• _EXERCISE GOAL_
Nothing other than the lines from the one containing "If you could pin the brown leather shoe" through the close of the entries below should be printed, each exactly.

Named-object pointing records
^^^^^^^^

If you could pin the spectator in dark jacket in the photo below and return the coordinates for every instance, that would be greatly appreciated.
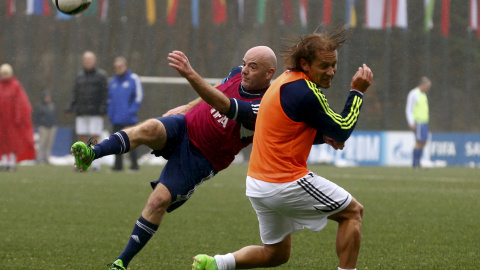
(45, 119)
(125, 95)
(89, 101)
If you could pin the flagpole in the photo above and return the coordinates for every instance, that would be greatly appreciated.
(469, 75)
(386, 80)
(446, 94)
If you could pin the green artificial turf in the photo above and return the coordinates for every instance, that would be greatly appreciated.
(54, 218)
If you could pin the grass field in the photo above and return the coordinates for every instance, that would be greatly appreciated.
(53, 218)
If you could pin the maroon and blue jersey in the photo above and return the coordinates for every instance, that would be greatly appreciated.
(220, 137)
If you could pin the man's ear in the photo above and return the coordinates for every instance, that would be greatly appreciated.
(304, 65)
(270, 73)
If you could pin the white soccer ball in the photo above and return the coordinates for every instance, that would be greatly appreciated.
(71, 7)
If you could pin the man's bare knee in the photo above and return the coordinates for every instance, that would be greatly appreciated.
(278, 253)
(354, 211)
(150, 128)
(157, 204)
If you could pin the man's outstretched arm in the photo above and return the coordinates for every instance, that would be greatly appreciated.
(211, 95)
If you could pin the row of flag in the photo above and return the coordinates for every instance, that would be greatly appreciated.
(379, 14)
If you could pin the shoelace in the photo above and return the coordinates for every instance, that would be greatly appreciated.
(91, 142)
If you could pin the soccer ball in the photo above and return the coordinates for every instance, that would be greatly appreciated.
(71, 7)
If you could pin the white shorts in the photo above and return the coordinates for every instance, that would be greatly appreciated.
(303, 203)
(89, 125)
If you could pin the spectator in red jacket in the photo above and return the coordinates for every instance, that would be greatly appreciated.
(16, 128)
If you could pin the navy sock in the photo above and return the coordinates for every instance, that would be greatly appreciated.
(118, 143)
(417, 154)
(142, 232)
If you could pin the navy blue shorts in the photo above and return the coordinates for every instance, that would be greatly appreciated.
(186, 167)
(421, 132)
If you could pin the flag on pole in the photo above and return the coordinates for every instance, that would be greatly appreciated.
(303, 13)
(219, 11)
(350, 14)
(474, 18)
(287, 12)
(38, 7)
(428, 23)
(445, 19)
(375, 14)
(11, 8)
(261, 11)
(327, 12)
(398, 14)
(195, 9)
(151, 12)
(98, 8)
(381, 14)
(172, 6)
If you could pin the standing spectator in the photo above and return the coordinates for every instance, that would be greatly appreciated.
(45, 119)
(89, 101)
(125, 96)
(417, 117)
(16, 128)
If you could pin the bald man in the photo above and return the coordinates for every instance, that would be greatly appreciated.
(198, 139)
(89, 100)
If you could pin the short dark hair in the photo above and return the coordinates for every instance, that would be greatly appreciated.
(306, 47)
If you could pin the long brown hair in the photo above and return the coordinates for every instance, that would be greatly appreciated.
(307, 46)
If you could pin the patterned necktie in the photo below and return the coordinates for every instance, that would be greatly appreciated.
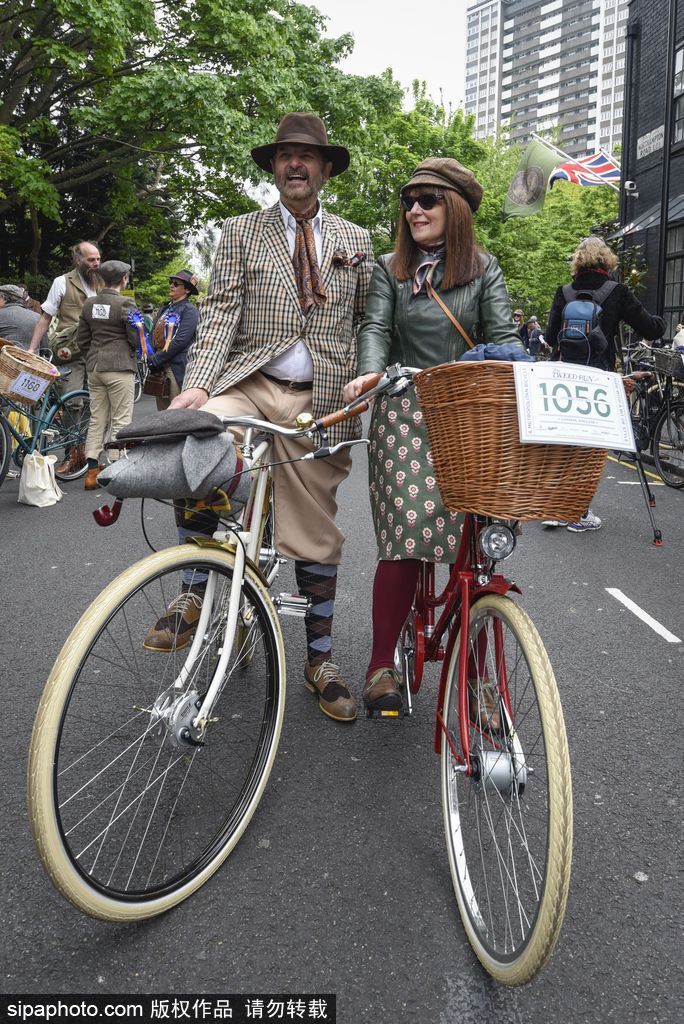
(307, 272)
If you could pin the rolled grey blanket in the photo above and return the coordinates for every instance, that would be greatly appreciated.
(191, 467)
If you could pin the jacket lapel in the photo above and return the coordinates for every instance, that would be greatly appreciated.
(275, 243)
(331, 242)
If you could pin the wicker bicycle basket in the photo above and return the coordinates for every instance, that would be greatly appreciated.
(15, 363)
(480, 465)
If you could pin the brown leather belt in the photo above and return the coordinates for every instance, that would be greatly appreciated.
(291, 385)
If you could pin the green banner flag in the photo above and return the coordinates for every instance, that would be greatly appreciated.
(527, 189)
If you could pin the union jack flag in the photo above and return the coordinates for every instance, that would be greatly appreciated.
(595, 170)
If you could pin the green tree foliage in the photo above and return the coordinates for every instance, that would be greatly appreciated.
(535, 251)
(387, 147)
(148, 105)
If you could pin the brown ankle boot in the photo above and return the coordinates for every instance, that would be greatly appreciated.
(90, 479)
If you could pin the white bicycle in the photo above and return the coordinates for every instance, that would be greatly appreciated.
(144, 767)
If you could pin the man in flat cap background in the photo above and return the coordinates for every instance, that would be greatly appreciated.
(65, 302)
(276, 338)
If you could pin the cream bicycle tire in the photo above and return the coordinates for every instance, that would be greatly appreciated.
(488, 922)
(51, 734)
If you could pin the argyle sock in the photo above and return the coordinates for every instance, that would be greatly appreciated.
(318, 583)
(393, 590)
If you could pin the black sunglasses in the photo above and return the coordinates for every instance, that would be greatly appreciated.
(426, 201)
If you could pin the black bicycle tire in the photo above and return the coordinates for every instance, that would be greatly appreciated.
(68, 873)
(676, 408)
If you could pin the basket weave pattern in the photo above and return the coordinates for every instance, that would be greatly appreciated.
(14, 359)
(480, 465)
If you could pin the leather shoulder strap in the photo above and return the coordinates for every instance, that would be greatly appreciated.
(433, 295)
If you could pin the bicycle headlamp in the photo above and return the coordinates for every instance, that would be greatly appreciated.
(497, 541)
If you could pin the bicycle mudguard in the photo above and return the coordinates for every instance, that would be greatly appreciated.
(210, 542)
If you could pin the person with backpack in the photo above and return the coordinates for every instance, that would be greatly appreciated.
(584, 321)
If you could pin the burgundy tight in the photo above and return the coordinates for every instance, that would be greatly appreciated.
(393, 590)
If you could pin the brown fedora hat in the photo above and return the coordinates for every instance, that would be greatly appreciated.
(188, 280)
(306, 129)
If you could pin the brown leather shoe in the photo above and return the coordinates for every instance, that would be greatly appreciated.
(90, 479)
(383, 691)
(484, 711)
(176, 627)
(75, 461)
(334, 696)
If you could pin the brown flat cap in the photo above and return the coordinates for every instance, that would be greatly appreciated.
(305, 129)
(447, 173)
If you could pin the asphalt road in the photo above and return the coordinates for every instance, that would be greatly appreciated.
(341, 883)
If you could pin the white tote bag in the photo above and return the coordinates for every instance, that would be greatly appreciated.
(37, 483)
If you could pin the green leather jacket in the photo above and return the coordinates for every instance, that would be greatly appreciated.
(399, 327)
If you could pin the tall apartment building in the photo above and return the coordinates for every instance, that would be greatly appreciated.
(532, 67)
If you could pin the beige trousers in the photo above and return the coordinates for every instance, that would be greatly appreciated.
(111, 402)
(304, 493)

^^^^^^^^

• _RESPONSE TO THE EXERCISE_
If you could pin the brown leather shoe in the photo above and return the coordinates for every instance, that would be greatly appreciated.
(90, 479)
(383, 691)
(484, 711)
(176, 627)
(75, 461)
(334, 696)
If you could pin the brown flat cap in the photo above and return the coordinates for every instance, that would be greatly appreciated.
(305, 129)
(447, 173)
If you could pin the asphalt road in the photo above and return the coordinates for every instance, that would be greatly appreciated.
(341, 883)
If you could pin the white tote bag in the photo above and return the coordinates for every instance, that would be greatly appreciated.
(37, 483)
If you could pin the green leather jacket in the photo above and return the coordinates for every instance, that would be greatly appreciated.
(399, 327)
If you could pin the tall apartment building in the photo above and return the coordinates for every instance, that would be greatly appreciated.
(532, 67)
If you could pin the beige trousers in the photo above and return the coordinates for every instance, that would be greatly appreciated.
(111, 402)
(304, 493)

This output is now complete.